▸ Task material
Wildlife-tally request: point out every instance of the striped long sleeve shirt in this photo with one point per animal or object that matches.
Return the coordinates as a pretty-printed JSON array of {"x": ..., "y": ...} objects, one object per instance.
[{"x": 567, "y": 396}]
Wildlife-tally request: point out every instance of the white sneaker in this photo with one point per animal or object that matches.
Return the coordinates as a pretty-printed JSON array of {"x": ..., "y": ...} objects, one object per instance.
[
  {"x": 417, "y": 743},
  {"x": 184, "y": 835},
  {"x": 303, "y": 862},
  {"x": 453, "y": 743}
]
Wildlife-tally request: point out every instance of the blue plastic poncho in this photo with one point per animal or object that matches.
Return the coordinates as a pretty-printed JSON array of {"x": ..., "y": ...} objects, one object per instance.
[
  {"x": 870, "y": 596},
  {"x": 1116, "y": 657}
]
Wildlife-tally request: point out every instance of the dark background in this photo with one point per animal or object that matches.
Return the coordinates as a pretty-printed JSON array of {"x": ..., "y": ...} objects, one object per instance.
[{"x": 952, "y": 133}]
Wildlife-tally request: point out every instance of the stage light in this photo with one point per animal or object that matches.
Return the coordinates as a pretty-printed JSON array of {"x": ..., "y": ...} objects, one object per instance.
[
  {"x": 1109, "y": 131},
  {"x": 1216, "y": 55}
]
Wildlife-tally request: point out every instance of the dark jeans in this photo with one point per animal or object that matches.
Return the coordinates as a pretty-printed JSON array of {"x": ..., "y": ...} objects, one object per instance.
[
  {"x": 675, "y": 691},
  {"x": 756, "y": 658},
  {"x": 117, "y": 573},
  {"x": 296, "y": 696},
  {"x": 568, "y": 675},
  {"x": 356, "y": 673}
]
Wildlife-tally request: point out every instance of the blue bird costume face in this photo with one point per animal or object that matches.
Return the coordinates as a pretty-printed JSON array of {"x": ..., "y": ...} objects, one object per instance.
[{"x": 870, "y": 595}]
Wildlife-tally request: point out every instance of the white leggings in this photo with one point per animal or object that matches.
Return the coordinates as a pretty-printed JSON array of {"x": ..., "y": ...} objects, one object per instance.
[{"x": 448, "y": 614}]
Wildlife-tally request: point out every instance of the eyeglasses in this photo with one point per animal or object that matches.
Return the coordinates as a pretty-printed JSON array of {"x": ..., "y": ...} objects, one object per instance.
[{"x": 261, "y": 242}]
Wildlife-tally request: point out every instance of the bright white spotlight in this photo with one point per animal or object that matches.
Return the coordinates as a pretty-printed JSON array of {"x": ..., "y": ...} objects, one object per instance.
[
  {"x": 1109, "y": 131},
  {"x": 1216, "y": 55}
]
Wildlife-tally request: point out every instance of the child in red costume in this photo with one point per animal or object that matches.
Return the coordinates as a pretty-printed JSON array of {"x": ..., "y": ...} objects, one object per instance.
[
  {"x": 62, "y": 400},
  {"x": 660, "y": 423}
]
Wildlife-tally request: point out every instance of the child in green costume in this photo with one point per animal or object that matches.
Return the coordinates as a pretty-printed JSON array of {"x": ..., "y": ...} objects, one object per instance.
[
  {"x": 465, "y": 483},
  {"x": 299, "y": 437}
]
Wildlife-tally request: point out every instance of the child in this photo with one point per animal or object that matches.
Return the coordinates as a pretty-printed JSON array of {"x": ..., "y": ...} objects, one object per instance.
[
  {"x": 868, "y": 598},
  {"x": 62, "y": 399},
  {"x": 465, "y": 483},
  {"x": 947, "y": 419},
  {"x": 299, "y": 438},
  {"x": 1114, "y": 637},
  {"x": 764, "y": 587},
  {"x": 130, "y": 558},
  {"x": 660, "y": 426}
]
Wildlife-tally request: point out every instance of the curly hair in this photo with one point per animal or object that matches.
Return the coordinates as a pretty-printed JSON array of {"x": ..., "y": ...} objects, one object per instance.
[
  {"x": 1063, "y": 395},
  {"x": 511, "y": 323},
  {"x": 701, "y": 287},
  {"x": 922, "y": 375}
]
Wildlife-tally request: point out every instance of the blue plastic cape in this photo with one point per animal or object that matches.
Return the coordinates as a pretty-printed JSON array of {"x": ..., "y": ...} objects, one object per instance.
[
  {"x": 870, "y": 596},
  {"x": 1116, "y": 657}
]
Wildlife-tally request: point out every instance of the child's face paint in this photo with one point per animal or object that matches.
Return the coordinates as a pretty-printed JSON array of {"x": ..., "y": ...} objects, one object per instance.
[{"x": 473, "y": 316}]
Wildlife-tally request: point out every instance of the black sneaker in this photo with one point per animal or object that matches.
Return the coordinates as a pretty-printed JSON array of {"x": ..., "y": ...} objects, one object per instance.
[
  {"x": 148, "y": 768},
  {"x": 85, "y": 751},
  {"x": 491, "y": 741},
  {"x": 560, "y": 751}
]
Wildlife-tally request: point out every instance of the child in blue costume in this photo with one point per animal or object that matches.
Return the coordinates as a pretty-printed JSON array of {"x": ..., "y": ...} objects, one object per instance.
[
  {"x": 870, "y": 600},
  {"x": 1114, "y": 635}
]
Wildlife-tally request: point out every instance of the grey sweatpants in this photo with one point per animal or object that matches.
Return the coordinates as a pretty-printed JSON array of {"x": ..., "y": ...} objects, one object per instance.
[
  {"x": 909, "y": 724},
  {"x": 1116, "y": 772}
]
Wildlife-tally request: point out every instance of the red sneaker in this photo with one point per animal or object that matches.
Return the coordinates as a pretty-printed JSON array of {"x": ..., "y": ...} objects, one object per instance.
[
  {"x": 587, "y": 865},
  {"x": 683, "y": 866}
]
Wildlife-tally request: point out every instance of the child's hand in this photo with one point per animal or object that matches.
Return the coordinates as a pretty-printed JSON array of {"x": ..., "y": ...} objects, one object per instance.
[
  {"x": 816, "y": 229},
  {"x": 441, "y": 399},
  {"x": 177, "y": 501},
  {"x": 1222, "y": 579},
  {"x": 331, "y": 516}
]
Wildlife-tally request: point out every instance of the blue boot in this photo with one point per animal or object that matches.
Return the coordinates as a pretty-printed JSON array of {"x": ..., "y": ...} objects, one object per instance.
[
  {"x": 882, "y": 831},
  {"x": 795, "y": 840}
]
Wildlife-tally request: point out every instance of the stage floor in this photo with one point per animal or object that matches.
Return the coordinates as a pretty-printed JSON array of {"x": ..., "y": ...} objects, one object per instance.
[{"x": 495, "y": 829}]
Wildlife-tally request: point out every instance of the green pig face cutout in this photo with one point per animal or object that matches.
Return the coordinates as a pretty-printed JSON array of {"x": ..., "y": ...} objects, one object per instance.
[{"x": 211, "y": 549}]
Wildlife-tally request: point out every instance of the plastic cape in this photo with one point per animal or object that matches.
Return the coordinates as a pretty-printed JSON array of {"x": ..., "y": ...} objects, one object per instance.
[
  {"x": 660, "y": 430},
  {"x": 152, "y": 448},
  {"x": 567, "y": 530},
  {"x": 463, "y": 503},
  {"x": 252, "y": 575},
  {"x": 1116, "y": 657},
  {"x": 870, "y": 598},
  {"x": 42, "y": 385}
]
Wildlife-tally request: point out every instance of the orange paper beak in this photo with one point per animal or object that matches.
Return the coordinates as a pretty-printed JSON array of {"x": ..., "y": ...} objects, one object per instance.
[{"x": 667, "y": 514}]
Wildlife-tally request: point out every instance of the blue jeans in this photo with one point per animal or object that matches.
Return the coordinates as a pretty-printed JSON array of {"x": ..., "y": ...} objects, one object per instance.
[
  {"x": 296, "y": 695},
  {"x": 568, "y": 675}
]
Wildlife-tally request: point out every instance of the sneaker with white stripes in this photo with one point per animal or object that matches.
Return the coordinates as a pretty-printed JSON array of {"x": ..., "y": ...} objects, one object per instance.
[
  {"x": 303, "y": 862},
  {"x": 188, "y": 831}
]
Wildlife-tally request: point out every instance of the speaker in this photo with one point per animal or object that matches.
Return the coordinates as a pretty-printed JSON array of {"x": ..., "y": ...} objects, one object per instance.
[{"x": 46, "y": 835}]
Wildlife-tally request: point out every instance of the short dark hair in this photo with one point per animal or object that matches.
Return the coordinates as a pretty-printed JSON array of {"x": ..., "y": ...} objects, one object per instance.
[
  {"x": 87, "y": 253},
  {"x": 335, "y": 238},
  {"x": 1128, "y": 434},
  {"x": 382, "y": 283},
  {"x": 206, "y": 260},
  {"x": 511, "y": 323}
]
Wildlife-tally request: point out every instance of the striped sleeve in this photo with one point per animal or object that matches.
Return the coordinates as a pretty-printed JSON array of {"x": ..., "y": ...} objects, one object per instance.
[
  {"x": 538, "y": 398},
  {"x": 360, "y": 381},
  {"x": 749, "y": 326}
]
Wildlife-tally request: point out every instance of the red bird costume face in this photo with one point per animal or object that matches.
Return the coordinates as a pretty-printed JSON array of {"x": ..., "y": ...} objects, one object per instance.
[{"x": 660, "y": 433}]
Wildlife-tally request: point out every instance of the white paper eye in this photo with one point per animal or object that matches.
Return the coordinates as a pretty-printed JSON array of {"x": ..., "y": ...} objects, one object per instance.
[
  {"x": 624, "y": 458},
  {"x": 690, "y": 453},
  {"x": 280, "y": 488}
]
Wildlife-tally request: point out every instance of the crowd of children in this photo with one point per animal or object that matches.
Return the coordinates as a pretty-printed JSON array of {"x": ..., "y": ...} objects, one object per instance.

▸ What is needed
Find the lines in the records that include the string "sleeve", and reply with how many there are, nothing more.

▸ Written response
2